Aim - How many lines in the entries below contain the word "parked"? Reply with the number alone.

Exercise input -

+++

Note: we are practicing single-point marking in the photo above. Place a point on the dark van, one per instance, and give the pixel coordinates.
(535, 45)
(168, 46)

+++

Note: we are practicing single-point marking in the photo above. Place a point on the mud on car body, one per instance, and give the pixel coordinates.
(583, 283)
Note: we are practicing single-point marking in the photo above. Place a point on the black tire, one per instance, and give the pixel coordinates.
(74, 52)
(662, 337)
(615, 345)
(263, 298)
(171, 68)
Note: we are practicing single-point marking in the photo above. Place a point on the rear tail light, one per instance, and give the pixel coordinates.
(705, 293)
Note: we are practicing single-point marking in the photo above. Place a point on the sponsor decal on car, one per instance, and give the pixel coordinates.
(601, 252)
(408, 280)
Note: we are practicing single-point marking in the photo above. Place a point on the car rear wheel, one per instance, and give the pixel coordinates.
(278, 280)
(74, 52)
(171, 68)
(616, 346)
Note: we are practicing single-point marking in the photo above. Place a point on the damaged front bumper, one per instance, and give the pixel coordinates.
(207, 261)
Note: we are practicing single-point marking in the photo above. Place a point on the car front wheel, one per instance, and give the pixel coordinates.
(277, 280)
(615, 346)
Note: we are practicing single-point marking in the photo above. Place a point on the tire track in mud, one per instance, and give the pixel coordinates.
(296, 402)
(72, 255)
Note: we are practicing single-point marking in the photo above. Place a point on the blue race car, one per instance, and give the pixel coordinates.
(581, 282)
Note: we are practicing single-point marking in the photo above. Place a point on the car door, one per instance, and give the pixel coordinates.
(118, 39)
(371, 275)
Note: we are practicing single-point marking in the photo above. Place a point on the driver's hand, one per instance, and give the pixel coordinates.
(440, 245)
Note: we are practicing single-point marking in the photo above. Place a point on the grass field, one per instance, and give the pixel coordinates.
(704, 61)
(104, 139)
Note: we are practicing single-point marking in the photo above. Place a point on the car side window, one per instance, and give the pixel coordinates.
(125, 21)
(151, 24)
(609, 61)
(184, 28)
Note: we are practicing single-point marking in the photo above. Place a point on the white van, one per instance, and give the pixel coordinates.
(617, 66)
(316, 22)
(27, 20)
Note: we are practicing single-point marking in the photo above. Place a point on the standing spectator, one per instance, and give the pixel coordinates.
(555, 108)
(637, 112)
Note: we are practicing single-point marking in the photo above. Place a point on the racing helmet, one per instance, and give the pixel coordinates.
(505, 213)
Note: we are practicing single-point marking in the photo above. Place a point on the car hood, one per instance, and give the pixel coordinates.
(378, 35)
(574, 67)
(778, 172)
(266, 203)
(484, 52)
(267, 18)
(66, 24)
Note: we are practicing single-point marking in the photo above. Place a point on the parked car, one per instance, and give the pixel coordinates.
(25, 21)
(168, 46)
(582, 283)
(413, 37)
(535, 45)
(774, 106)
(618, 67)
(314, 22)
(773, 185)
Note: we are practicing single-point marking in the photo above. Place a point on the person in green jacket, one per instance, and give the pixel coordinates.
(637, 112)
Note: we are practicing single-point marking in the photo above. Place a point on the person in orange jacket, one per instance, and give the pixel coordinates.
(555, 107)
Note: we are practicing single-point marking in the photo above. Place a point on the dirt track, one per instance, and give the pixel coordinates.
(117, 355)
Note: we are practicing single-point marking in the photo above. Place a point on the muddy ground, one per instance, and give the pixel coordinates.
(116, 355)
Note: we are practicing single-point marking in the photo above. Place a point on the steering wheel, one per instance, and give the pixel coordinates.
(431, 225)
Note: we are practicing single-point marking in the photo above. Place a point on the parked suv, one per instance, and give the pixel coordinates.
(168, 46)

+++

Written response - 2